## What the task requires
Transcribe the full listing below, word for word, without pictures.

--- Provided entries Enclosed Below ---

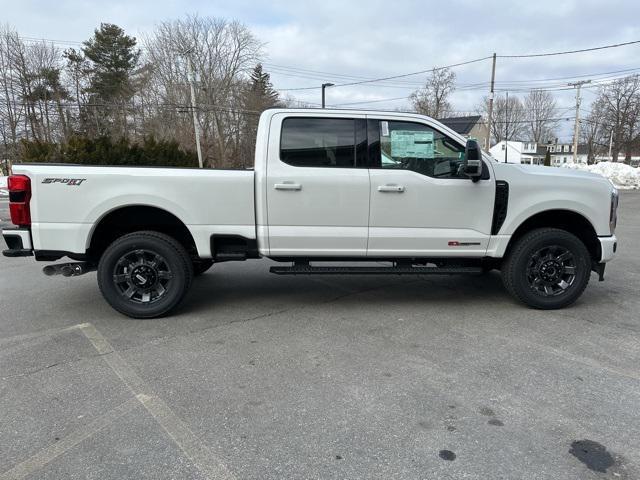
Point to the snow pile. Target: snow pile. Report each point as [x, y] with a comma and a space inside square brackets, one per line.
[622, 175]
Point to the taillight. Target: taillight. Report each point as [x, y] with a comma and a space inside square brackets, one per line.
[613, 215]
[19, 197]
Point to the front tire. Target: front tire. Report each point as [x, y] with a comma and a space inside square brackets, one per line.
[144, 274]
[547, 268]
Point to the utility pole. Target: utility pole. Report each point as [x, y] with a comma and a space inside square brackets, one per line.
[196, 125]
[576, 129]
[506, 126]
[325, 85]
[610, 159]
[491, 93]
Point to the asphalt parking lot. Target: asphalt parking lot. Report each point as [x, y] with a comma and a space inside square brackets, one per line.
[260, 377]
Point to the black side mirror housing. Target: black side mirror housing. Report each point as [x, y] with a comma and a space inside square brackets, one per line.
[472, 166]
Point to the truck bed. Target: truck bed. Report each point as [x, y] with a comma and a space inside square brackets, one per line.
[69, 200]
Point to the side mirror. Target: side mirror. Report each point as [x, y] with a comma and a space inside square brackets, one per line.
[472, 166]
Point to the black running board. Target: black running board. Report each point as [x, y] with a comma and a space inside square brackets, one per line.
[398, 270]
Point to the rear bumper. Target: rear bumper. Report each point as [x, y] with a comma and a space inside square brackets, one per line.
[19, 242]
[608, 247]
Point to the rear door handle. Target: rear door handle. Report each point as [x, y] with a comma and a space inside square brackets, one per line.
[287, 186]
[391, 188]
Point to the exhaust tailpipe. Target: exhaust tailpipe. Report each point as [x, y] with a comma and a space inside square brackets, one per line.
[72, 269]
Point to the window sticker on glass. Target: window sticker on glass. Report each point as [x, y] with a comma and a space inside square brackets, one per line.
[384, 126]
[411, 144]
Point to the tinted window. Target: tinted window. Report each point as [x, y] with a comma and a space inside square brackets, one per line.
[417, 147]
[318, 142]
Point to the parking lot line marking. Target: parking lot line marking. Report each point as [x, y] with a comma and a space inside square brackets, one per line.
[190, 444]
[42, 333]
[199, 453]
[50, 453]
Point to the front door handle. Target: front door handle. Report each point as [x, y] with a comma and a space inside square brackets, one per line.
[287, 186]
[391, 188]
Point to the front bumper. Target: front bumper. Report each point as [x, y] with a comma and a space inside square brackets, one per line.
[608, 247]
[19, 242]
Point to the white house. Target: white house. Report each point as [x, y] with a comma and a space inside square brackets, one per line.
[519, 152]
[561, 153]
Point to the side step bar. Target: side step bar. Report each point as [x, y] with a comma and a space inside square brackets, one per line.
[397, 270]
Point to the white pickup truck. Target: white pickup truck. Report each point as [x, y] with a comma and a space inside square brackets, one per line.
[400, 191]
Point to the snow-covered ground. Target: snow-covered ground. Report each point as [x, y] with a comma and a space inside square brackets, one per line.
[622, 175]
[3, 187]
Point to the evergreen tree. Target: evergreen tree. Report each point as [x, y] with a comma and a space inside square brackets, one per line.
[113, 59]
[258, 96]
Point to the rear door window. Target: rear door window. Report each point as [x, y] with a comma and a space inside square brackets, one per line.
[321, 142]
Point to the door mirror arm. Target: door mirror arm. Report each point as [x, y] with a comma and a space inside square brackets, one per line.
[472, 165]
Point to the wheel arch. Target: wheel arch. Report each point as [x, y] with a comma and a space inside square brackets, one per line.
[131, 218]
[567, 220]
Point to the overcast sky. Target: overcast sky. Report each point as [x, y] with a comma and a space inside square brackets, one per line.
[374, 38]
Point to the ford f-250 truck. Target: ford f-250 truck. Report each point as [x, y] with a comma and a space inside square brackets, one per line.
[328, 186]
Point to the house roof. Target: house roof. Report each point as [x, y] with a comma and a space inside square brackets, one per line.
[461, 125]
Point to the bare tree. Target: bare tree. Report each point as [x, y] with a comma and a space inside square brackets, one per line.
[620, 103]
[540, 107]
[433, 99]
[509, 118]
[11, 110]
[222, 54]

--- End of Enclosed Provided entries ---

## Task output
Point to the snow pile. Target: snow pile. Report each point as [x, y] with a comma and a space inside square brackets, one per line.
[622, 175]
Point to the taillight. Target: taillight. Report each point as [x, y] with a comma and a space inside square brackets, one per line.
[613, 215]
[19, 197]
Point to the front tire. Target: front tire. Report each point as [x, y] with a comma and a space inside square brackets, one per line.
[144, 274]
[547, 268]
Point to the utility pole. Target: utility pole. Report each point as [x, y] with a comma and a space inside square brackets, one per line.
[196, 125]
[576, 129]
[506, 126]
[325, 85]
[610, 159]
[491, 93]
Point to the asphalt parking lot. Target: asphalt parking lot. Report each point as [x, y] with a comma and a space inside square brackets, one per line.
[260, 377]
Point to the black side mirror housing. Target: black side mirror housing. Report each point as [x, y] with a comma and a space inside square brackets, one per line.
[472, 166]
Point to the truck bed. Target: truck bed. Report each point as [x, y] with a comma and a space inside square brackets, one per line.
[69, 200]
Point to the side mirror. Target: side mirror. Report each point as [x, y] with a comma and a space inside square brackets, one per line.
[472, 166]
Point to the black running board. Target: black running board. Report each point as [x, y] with a comma and a space inside square brackets, one per line.
[398, 270]
Point to the rear bumper. Target: rear bumper. Report each point as [x, y] with a comma and a space inside square brackets, one per line.
[19, 242]
[608, 247]
Point to the rear door handle. Target: rear door handle. Report each point as [x, y] with a comma and a space inside square brackets, one per line.
[287, 186]
[391, 188]
Point to the exhaust tailpipe. Target: exhaust tailpipe. Report each point as [x, y] with a comma and a space inside square brackets, one per line.
[72, 269]
Point to the window sticker on glass. Target: window sticker on glass. Report each point as [x, y] with a comma and a space inside square brackets, one per line.
[384, 126]
[411, 144]
Point to the tinted window. Target: tinted window. Report each point as [x, y] with a comma and a space inside square brackets, one per line.
[417, 147]
[318, 142]
Point to the parking lot line marking. Target: parking lot line marking. Report each point as [x, y] with a comma and a space inside square brackets, one per line.
[190, 444]
[42, 333]
[199, 453]
[50, 453]
Point to the front door handle. Target: front door handle. Report each point as [x, y] with a comma and a space inside square brackets, one per line.
[287, 186]
[391, 188]
Point to the front bumper. Target: front bumper. Report each point as [x, y] with a comma and a space inside square brackets, one per line.
[608, 247]
[19, 242]
Point to the white house. Target: white house. Report each point as [x, y] with a comma and a space inside square brackets, one per line.
[519, 152]
[561, 153]
Point to the side step bar. Target: side step bar. Report each point as [x, y] with a comma and a space inside square brackets, one per line.
[397, 270]
Point to the white pickup truck. Target: white pickup truck. Report each point as [x, y] with a comma and a space inside square brackets, one per line.
[400, 191]
Point to the snow-covered ground. Target: snow-covered ground. Report each point as [x, y] with a comma and a space inside square brackets, one per line.
[622, 175]
[3, 187]
Point to the evergreen tree. Target: evergreen tree. Report each point as [x, y] with a comma and a space inside square brackets, one per line.
[113, 59]
[258, 96]
Point to the rear door window. Target: rear door window. Report each point as [x, y] with a comma and a space inside square brackets, one per line.
[321, 142]
Point to the door mirror arm. Target: door mirror arm. Report each point as [x, y] with a comma and a space inside square brackets, one per line.
[472, 165]
Point to the wheel arch. Target: wheel arch. Report each point as [x, y] with a comma and a space inside square brackets, one per line.
[131, 218]
[567, 220]
Point to the overcast sky. Target: overcast sky. Report each point as [x, y] with a comma and a space inside square brackets, one per line.
[374, 38]
Point to the ford f-250 truck. Target: ford f-250 truck. Report each point as [x, y] with a comma and a space inside square brackets, one per line.
[328, 186]
Point to the house roof. Target: house roof. Report each point as [x, y] with a comma and a space inside square brackets, one per line.
[461, 125]
Point to the bare tree. Target: bare tree. Report each point as [x, y] with a comma and a space inside square brackets, one per line.
[620, 103]
[540, 107]
[433, 99]
[509, 118]
[11, 110]
[222, 54]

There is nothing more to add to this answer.